Collected data entries
= = = =

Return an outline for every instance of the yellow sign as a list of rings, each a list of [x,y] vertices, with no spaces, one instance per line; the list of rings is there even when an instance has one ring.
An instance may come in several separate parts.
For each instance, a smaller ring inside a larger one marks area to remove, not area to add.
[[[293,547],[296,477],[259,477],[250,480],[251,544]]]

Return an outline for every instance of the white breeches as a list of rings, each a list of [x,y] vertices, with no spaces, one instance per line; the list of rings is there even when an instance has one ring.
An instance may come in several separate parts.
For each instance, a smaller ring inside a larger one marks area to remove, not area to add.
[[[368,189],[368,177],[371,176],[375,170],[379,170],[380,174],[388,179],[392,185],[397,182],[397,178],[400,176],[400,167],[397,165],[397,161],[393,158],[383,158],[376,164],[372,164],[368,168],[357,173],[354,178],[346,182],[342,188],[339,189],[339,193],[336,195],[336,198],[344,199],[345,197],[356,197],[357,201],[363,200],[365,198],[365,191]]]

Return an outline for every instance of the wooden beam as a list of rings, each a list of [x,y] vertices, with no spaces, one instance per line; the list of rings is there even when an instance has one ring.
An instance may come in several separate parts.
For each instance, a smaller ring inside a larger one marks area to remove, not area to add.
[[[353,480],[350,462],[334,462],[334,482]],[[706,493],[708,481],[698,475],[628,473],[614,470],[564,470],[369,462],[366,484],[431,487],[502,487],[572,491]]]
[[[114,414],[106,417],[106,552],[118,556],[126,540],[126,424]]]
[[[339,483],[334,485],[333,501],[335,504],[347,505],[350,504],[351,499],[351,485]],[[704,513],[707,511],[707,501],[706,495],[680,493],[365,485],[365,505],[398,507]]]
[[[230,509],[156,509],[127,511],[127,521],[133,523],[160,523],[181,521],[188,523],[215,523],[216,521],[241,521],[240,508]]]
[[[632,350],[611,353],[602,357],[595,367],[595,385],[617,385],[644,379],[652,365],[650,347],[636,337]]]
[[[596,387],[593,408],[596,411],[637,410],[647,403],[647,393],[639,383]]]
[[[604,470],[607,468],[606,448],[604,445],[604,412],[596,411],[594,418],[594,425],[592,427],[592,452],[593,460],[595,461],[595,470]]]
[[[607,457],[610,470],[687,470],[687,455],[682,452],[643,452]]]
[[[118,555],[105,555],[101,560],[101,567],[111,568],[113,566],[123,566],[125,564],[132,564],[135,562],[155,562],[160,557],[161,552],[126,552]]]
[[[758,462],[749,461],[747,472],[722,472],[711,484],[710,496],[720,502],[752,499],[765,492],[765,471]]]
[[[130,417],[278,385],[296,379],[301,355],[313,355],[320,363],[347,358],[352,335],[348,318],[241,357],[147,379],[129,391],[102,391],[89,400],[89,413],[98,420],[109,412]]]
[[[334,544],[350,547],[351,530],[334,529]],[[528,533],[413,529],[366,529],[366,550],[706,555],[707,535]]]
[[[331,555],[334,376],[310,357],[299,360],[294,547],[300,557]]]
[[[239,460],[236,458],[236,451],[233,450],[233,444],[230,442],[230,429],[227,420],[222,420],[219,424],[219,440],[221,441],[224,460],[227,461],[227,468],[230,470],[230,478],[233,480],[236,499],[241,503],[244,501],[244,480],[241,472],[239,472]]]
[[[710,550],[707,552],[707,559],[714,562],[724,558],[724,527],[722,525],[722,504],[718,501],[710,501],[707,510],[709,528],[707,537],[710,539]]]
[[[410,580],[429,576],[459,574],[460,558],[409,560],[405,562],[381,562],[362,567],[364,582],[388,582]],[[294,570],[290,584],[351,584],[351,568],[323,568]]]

= = = =

Directions:
The answer must hold only the lines from the first line of the data through the line bearing "Return an outline for every instance of the wooden", returned exactly.

Your response:
Return an outline for every instance of the yellow sign as a list of rings, each a list of [x,y] vertices, with no spaces, one instance per line; the list of rings is there even when an instance has one ring.
An instance may come in several separate parts.
For each instance, a smaller ring inside a larger one marks area to remove, not area to add.
[[[293,547],[296,477],[259,477],[250,480],[251,544]]]

Return an outline for every instance of the white breeches as a list of rings, each a list of [x,y] vertices, with no spaces, one instance per line; the list of rings is there even when an instance has one ring.
An instance may come in several separate parts.
For each instance, a smaller ring inside a larger one marks area to remove, not area to add.
[[[368,189],[368,177],[371,176],[375,170],[379,170],[380,174],[388,179],[392,185],[397,182],[397,178],[400,176],[400,167],[397,165],[397,161],[393,158],[383,158],[376,164],[372,164],[368,168],[357,173],[354,178],[346,182],[342,188],[339,189],[339,193],[336,195],[336,198],[344,199],[345,197],[356,197],[357,201],[363,200],[365,198],[365,191]]]

Return an outline for every instance of the wooden beam as a list of rings, each a list of [x,y] vertices, with no spaces, one instance per line; the list of rings is there even when an instance has one ring.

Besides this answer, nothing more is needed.